EXERCISE DESCRIPTION:
Copy out all the records below word for word, but leave the pictures out.

DATA RECORDS:
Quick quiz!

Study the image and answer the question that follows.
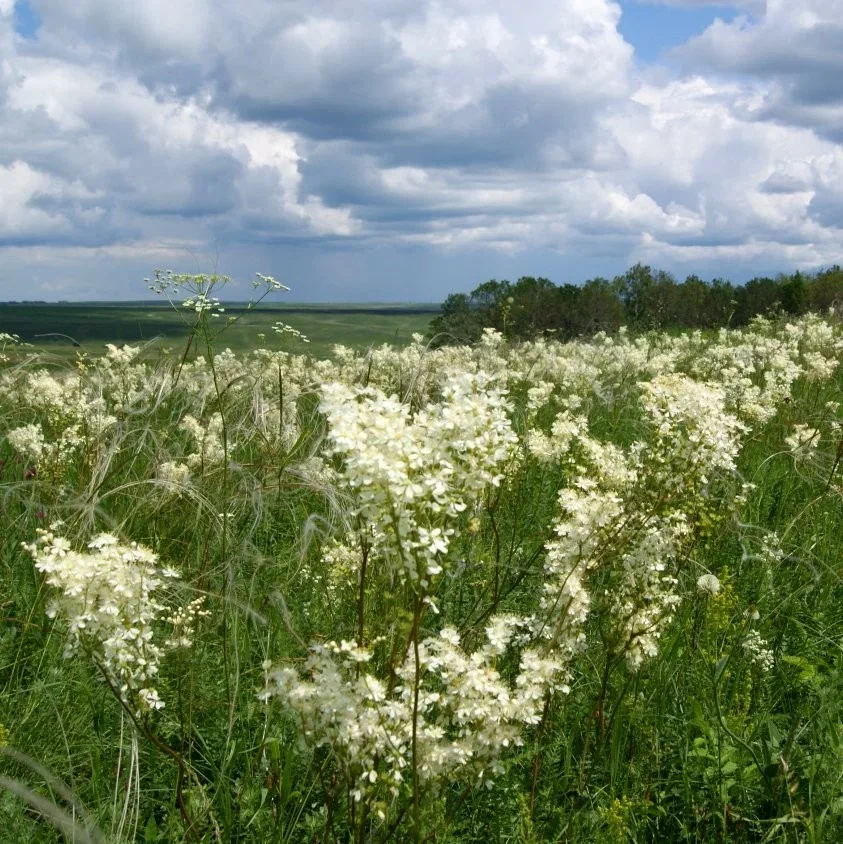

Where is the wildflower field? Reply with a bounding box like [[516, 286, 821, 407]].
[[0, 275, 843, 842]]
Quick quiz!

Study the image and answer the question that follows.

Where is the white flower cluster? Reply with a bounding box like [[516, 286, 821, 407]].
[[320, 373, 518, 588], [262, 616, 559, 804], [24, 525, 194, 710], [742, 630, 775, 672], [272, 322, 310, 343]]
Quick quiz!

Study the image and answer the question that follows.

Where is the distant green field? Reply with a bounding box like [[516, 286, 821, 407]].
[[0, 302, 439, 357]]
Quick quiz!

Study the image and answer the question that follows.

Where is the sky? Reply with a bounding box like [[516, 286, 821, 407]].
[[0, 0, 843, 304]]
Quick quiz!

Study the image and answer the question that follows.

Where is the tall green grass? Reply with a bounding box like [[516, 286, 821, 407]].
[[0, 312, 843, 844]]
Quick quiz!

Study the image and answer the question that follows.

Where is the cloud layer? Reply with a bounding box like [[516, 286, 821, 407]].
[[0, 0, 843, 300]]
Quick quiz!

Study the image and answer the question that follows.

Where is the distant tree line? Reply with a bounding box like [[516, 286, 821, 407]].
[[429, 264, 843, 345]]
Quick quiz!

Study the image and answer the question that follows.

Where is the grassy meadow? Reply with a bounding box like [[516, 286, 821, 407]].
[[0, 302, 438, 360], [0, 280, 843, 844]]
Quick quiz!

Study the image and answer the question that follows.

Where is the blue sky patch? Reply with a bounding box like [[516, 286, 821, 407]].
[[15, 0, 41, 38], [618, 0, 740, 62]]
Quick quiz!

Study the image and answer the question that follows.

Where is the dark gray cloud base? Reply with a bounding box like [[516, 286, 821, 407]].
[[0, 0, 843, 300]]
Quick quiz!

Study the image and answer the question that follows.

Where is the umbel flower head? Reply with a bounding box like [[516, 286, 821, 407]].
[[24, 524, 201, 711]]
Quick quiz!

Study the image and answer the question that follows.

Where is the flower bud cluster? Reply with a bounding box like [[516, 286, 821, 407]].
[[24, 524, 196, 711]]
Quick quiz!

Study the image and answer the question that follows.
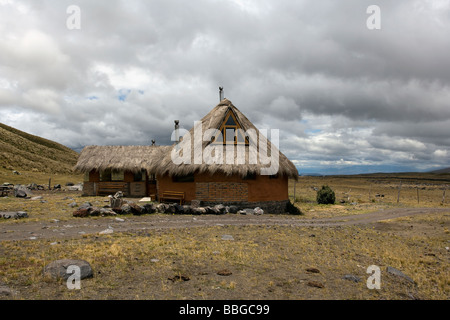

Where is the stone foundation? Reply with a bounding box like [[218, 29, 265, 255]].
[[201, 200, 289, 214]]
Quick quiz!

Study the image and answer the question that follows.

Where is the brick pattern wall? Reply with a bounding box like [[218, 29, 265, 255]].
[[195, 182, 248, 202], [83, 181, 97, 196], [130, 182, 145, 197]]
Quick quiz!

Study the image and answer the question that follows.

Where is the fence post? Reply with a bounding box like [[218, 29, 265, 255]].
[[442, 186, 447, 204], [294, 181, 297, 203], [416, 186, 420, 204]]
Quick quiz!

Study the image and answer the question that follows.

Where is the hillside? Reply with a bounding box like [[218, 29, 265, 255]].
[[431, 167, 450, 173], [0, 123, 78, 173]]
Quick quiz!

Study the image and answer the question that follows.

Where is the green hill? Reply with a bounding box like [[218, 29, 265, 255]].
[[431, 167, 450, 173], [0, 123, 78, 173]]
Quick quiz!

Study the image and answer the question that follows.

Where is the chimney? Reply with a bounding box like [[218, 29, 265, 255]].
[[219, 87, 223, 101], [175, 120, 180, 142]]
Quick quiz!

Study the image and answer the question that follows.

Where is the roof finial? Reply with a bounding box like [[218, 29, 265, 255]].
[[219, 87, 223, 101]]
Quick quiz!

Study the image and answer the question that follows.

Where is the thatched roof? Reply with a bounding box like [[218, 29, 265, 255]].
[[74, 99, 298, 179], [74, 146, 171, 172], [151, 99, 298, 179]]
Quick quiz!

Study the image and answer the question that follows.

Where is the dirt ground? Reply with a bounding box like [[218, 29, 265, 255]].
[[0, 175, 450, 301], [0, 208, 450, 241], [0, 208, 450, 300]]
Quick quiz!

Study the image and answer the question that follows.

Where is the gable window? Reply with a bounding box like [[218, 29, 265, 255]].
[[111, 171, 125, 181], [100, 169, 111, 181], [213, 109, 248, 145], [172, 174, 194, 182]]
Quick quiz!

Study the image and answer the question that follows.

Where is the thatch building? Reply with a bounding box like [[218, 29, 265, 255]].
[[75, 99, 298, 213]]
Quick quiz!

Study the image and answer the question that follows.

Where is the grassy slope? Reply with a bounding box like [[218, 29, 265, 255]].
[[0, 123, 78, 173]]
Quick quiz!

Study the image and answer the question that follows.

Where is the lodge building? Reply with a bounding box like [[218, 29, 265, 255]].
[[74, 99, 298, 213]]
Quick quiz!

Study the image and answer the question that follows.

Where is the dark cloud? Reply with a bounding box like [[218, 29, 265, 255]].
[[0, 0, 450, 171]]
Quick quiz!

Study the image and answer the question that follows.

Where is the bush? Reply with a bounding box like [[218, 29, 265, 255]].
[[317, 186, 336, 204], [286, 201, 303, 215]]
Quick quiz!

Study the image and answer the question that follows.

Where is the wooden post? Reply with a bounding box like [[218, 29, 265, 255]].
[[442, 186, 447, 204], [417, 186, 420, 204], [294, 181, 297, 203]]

REPLY TO THE EXERCISE:
Quick quiz!

Study the image and answer the question that follows.

Where is the wildflower field? Reply with a bounding box like [[516, 286, 821, 407]].
[[0, 275, 843, 842]]
Quick quiz!

Study the image and answer the question that follows.

Where is the white flower cluster? Reply with a bounding box like [[516, 286, 821, 407]].
[[320, 373, 518, 588], [262, 616, 559, 804], [24, 525, 194, 710], [742, 630, 775, 672], [272, 322, 310, 343]]
Quick quiz!

Study the image and answer the question that follows.

Where is the distant green field? Reply with a bounding box like [[516, 286, 821, 407]].
[[0, 302, 439, 357]]
Quick quiz!

Study the image and answer the question that follows.

Where is the sky? Reply with a bounding box like [[516, 286, 821, 407]].
[[0, 0, 843, 304]]
Quick quiz!

Study the image and answer the question that follows.

Where is the tall green grass? Reply with a bounding box like [[516, 286, 821, 407]].
[[0, 312, 843, 844]]
Quick quiz!

Study the image and answer the question that follows.

Where is the cloud layer? Reply with a bounding box like [[516, 286, 821, 407]].
[[0, 0, 843, 300]]
Quick quiz!

Study the image and answer the question that follows.

Where is the distant tree line? Reply with a bounding box like [[516, 286, 821, 407]].
[[429, 264, 843, 345]]
Quick quiz!

Study the image and answer the question that follows.

Where is the grassy meadow? Reply with a bounding box like [[516, 286, 821, 407]].
[[0, 302, 438, 360], [0, 280, 843, 844]]
Quick quiz!

Study the image and answer the question that follows.

Where is the blue sky patch? Reply with a bounding box like [[516, 286, 821, 407]].
[[15, 0, 41, 38], [618, 0, 740, 62]]
Quick quiz!

Study the image and answer the question that follows.

Where is the dark gray cloud base? Reply with a bounding box like [[516, 286, 821, 407]].
[[0, 0, 843, 300]]
Quick quiz!

Study the image and answer the question that follows.

Where is the umbel flower head? Reply with a bounding box like [[516, 286, 821, 407]].
[[24, 524, 201, 711]]
Quick quiz!

Study the image and answer the question that follows.

Where is the flower bud cluster? Reply with a bounding box like [[516, 286, 821, 407]].
[[24, 524, 196, 711]]
Quick quiz!

Study the image and answer the question that follows.

Where is the stone foundation? Reply with a bounding box like [[218, 29, 265, 255]].
[[201, 200, 289, 214]]
Quick quiz!

Study the image and answer the question that follows.

Where is the brick pattern wall? Reply with a bounding box like [[218, 29, 265, 255]].
[[195, 182, 248, 202], [83, 181, 97, 196], [130, 182, 145, 197]]
Quick quiz!

Study the image and answer the question that follows.

Where is the fence post? Reply with a bounding box like [[218, 29, 265, 255]].
[[442, 186, 447, 204], [294, 181, 297, 203], [416, 186, 420, 204]]
Quick quiz!

Study the image and answer the question that follows.

Where is the hillside? Reply with a bounding box like [[218, 29, 265, 255]].
[[431, 167, 450, 173], [0, 123, 78, 173]]
Quick quiz!

Study the image and answer the question that follows.

Where is the green hill? Reply with a bounding box like [[218, 29, 265, 255]].
[[431, 167, 450, 173], [0, 123, 78, 173]]
Quick quiz!

Study the image and answer the question that follows.

Where is the chimney? Reply with a bounding box like [[218, 29, 265, 255]].
[[219, 87, 223, 101], [175, 120, 180, 142]]
Quick quiz!

Study the image and answer the question that follows.

Where is the roof finial? Reply with a bounding box like [[218, 29, 265, 255]].
[[219, 87, 223, 101]]
Quick quiz!

Study the image and answer the question that follows.

Where is the thatched roof? Reply with a bounding box like [[218, 29, 265, 255]].
[[74, 99, 298, 179], [74, 146, 171, 172], [151, 99, 298, 179]]
Quick quiz!

Study the image and answer the question that follows.

Where is the dirt ground? Reply with a bounding box like [[218, 29, 265, 255]].
[[0, 175, 450, 301], [0, 208, 450, 241], [0, 208, 450, 300]]
Quick quiz!

Study the image and answer the question that follows.

Where is the gable window? Reply with a bounding box like [[218, 29, 265, 255]].
[[111, 171, 125, 181], [100, 169, 111, 181], [213, 109, 248, 145], [172, 174, 194, 182]]
Quick quiz!

Study the image and answer the question that follows.

Where is the thatch building? Reply with a bounding box like [[218, 29, 265, 255]].
[[75, 99, 298, 213]]
Quick quiz!

Study the image and answer the question that follows.

Where is the grassy slope? Reply with a bounding box like [[218, 29, 265, 255]].
[[0, 123, 78, 173]]
Quick quiz!

Study the image and answer the question that follows.

Where is the lodge building? Reply with a bounding box like [[218, 29, 265, 255]].
[[74, 99, 298, 213]]
Quick quiz!

Study the image and answer the question that follows.

Where is the dark cloud? Reply with a bounding box like [[218, 29, 265, 255]].
[[0, 0, 450, 171]]
Quick quiz!

Study the image and answer the question that follows.

Where is the bush? Reply with a bounding box like [[218, 29, 265, 255]].
[[317, 186, 336, 204], [286, 201, 303, 215]]
Quick quiz!

Study the image and answer the question that follows.

Where is the wooden post? Reply with a bounding box like [[218, 29, 265, 255]].
[[442, 186, 447, 204], [417, 186, 420, 204], [294, 181, 297, 203]]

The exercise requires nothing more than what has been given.